Segmentation mask data
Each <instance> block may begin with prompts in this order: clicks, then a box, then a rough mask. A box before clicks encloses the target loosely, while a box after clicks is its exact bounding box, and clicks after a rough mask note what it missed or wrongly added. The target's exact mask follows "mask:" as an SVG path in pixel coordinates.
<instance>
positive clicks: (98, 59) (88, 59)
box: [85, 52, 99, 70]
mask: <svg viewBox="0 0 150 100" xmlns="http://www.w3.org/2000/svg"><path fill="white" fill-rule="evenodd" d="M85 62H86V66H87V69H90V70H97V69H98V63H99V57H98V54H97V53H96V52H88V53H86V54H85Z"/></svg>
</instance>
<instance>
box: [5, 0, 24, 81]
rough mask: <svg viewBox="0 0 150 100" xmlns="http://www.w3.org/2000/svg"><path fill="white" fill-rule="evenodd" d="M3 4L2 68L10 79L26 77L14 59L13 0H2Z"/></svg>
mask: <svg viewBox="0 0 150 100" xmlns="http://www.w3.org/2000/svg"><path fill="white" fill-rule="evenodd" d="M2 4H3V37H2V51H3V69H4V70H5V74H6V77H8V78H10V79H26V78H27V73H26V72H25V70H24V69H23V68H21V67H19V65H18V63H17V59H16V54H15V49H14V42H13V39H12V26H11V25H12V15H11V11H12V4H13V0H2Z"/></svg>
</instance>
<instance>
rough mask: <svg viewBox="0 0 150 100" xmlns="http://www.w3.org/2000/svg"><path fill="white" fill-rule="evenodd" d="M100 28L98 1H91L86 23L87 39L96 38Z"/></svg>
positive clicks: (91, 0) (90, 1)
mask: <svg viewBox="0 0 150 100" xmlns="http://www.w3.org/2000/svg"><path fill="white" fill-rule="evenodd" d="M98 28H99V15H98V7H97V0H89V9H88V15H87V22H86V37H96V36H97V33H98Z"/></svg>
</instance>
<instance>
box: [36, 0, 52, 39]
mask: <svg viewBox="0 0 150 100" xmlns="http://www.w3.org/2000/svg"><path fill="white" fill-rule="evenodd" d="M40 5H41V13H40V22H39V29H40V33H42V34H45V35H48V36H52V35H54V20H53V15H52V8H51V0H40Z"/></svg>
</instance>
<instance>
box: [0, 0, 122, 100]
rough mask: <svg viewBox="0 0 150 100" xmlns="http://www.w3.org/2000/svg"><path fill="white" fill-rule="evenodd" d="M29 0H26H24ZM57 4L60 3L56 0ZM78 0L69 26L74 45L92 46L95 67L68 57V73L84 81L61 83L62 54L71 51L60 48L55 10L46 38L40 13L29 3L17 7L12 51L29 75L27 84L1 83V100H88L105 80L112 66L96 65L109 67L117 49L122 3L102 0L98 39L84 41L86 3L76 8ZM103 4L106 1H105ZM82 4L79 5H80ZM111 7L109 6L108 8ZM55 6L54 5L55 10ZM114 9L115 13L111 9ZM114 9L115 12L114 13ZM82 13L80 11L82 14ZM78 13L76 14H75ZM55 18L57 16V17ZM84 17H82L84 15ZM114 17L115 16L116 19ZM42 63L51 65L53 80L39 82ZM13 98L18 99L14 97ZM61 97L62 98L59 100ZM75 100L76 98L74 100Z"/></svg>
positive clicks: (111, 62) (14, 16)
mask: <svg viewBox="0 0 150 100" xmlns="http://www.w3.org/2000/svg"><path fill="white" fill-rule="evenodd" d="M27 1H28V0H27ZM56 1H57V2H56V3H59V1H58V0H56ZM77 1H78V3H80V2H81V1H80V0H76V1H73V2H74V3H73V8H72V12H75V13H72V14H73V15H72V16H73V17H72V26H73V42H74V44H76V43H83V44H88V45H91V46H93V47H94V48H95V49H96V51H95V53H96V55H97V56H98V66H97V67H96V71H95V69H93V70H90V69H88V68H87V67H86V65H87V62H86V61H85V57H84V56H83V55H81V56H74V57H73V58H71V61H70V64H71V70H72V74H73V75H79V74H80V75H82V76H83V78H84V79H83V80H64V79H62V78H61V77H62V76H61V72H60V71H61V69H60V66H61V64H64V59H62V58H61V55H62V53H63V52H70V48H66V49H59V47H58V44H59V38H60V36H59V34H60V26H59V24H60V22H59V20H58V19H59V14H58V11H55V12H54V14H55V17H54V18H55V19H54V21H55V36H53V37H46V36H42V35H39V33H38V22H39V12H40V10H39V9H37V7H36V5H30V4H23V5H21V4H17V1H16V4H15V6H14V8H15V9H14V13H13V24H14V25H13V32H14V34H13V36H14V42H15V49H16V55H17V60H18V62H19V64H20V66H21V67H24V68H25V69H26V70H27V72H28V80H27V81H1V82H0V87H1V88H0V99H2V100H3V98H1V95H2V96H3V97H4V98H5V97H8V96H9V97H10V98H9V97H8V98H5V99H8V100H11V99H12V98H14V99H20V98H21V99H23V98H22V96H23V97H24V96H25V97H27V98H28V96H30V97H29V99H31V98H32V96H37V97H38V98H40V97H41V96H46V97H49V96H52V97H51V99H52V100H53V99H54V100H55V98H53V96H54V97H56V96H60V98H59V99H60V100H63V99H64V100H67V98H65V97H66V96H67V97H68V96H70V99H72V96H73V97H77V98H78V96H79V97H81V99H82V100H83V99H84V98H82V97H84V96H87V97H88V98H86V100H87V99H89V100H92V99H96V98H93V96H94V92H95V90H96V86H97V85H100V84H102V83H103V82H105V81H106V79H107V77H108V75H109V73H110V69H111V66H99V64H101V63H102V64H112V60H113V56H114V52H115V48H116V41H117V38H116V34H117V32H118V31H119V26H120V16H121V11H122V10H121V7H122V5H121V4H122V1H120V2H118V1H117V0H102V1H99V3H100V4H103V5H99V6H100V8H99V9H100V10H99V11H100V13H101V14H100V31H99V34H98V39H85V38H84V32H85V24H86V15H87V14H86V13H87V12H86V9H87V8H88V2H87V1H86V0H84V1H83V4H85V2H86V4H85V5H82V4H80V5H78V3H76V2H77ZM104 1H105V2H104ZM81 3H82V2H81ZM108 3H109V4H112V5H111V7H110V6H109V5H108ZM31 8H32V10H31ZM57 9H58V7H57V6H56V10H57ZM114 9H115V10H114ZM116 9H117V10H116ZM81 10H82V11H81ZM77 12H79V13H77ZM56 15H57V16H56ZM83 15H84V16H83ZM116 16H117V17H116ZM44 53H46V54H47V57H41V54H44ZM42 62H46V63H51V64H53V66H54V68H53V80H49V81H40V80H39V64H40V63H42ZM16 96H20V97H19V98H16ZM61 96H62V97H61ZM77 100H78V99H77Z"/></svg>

◆ Exercise requirements ◆
Rename "rough mask" to "coarse mask" in every one of these lines, and leave everything else as it is.

◆ Response to the task ◆
Each <instance> block may begin with prompts in this order: clicks, then a box, then a coarse mask. A box before clicks encloses the target loosely, while a box after clicks is its exact bounding box, and clicks after a coarse mask note what it missed or wrongly added. The target's exact mask follows "mask:" as an SVG path in pixel coordinates.
<instance>
positive clicks: (98, 59) (88, 59)
box: [85, 52, 99, 70]
mask: <svg viewBox="0 0 150 100" xmlns="http://www.w3.org/2000/svg"><path fill="white" fill-rule="evenodd" d="M85 62H86V66H87V69H90V70H97V69H98V63H99V57H98V54H97V53H96V52H88V53H86V54H85Z"/></svg>
</instance>
<instance>
box: [5, 0, 24, 81]
coarse mask: <svg viewBox="0 0 150 100" xmlns="http://www.w3.org/2000/svg"><path fill="white" fill-rule="evenodd" d="M3 4L2 68L10 79L26 77L14 59L13 0H2Z"/></svg>
mask: <svg viewBox="0 0 150 100" xmlns="http://www.w3.org/2000/svg"><path fill="white" fill-rule="evenodd" d="M2 4H3V37H2V51H3V69H4V70H5V74H6V77H8V78H10V79H26V78H27V73H26V72H25V70H24V69H23V68H21V67H19V65H18V63H17V59H16V54H15V49H14V42H13V39H12V26H11V25H12V15H11V11H12V4H13V0H2Z"/></svg>
</instance>
<instance>
coarse mask: <svg viewBox="0 0 150 100" xmlns="http://www.w3.org/2000/svg"><path fill="white" fill-rule="evenodd" d="M100 28L98 1H91L86 23L87 39L96 38Z"/></svg>
positive clicks: (91, 0) (90, 1)
mask: <svg viewBox="0 0 150 100" xmlns="http://www.w3.org/2000/svg"><path fill="white" fill-rule="evenodd" d="M98 28H99V15H98V7H97V0H89V9H88V15H87V22H86V37H96V36H97V33H98Z"/></svg>
</instance>
<instance>
box: [36, 0, 52, 39]
mask: <svg viewBox="0 0 150 100" xmlns="http://www.w3.org/2000/svg"><path fill="white" fill-rule="evenodd" d="M40 5H41V13H40V22H39V29H40V33H42V34H45V35H48V36H52V35H54V20H53V15H52V8H51V0H40Z"/></svg>
</instance>
<instance>
box: [0, 0, 122, 100]
coarse mask: <svg viewBox="0 0 150 100" xmlns="http://www.w3.org/2000/svg"><path fill="white" fill-rule="evenodd" d="M29 0H26H24ZM57 4L60 3L56 0ZM78 0L69 26L74 45L92 46L95 67L68 57V73L84 81L61 83L62 54L71 51L60 48L55 10L46 38L40 13L29 3L17 7L12 51L29 75L27 84L1 83V100H88L105 80L112 66L96 65L109 67L117 49L122 3L102 0L98 39L84 41L86 3L76 8ZM103 4L106 1H105ZM82 4L79 5H80ZM111 7L109 6L108 8ZM55 6L54 5L55 10ZM114 9L115 13L111 9ZM114 9L115 12L114 13ZM82 13L80 11L82 14ZM78 13L76 14H75ZM55 18L57 16V17ZM84 17H82L84 15ZM114 17L115 16L116 19ZM42 63L51 65L53 80L39 82ZM13 98L18 99L14 97ZM61 97L62 98L59 100ZM75 100L76 98L74 100Z"/></svg>
positive clicks: (111, 62) (14, 16)
mask: <svg viewBox="0 0 150 100" xmlns="http://www.w3.org/2000/svg"><path fill="white" fill-rule="evenodd" d="M27 1H28V0H27ZM56 1H57V2H56V3H59V1H58V0H56ZM77 1H78V3H80V2H81V1H80V0H76V1H73V2H74V3H73V8H72V12H75V13H72V14H73V15H72V16H73V17H72V26H73V42H74V44H76V43H83V44H88V45H91V46H93V47H94V48H95V49H96V51H95V53H96V55H97V56H98V66H97V67H96V71H95V69H93V70H90V69H88V68H87V67H86V65H87V62H86V61H85V57H84V56H83V55H81V56H74V57H73V58H71V61H70V64H71V70H72V74H73V75H79V74H80V75H82V76H83V78H84V79H83V80H64V79H62V78H61V77H62V76H61V72H60V71H61V69H60V66H61V64H64V59H62V58H61V55H62V53H63V52H70V48H66V49H59V47H58V44H59V38H60V36H59V34H60V26H59V24H60V22H59V20H58V19H59V14H58V11H55V12H54V14H55V17H54V18H55V19H54V21H55V36H53V37H46V36H42V35H39V33H38V22H39V12H40V10H39V9H37V7H36V5H30V4H23V5H21V4H17V1H16V4H15V6H14V8H15V9H14V13H13V24H14V25H13V32H14V34H13V36H14V42H15V49H16V55H17V60H18V62H19V64H20V66H21V67H24V68H25V69H26V70H27V72H28V80H27V81H1V82H0V87H1V88H0V99H2V100H3V98H1V95H2V96H3V97H4V98H5V97H8V96H9V97H10V98H9V97H8V98H5V99H8V100H11V99H12V98H14V99H20V98H21V99H23V98H22V96H23V97H24V96H25V97H27V98H28V96H30V97H29V99H31V98H32V96H37V97H38V98H40V97H41V96H46V97H49V96H52V97H51V99H52V100H53V99H54V100H55V98H53V96H54V97H56V96H60V98H59V99H60V100H63V99H64V100H67V98H65V97H66V96H67V97H68V96H70V99H72V96H73V97H77V98H78V96H79V97H81V99H82V100H83V99H84V98H82V97H84V96H87V97H88V98H86V100H87V99H89V100H92V99H96V98H93V96H94V92H95V90H96V86H97V85H100V84H102V83H103V82H105V81H106V79H107V77H108V75H109V73H110V69H111V66H99V64H101V63H102V64H112V60H113V56H114V52H115V48H116V41H117V38H116V34H117V32H118V31H119V26H120V16H121V11H122V10H121V7H122V5H121V4H122V1H120V2H118V1H117V0H102V1H99V3H100V4H103V5H99V6H100V8H99V9H100V10H99V11H100V13H101V14H100V31H99V34H98V39H85V38H84V32H85V24H86V15H87V14H86V13H87V12H86V9H87V8H88V2H87V1H86V0H84V1H83V4H85V2H86V4H85V5H82V4H80V5H78V3H76V2H77ZM104 1H105V2H104ZM81 3H82V2H81ZM108 3H109V4H112V5H111V7H110V6H109V5H108ZM31 8H32V10H31ZM57 9H58V7H57V6H56V10H57ZM114 9H115V10H114ZM116 9H117V10H116ZM81 10H82V11H81ZM77 12H79V13H77ZM56 15H57V16H56ZM83 15H84V16H83ZM116 16H117V17H116ZM44 53H46V54H47V57H41V54H44ZM42 62H46V63H51V64H53V66H54V68H53V80H49V81H40V80H39V64H40V63H42ZM16 96H20V97H19V98H16ZM61 96H62V97H61ZM77 100H78V99H77Z"/></svg>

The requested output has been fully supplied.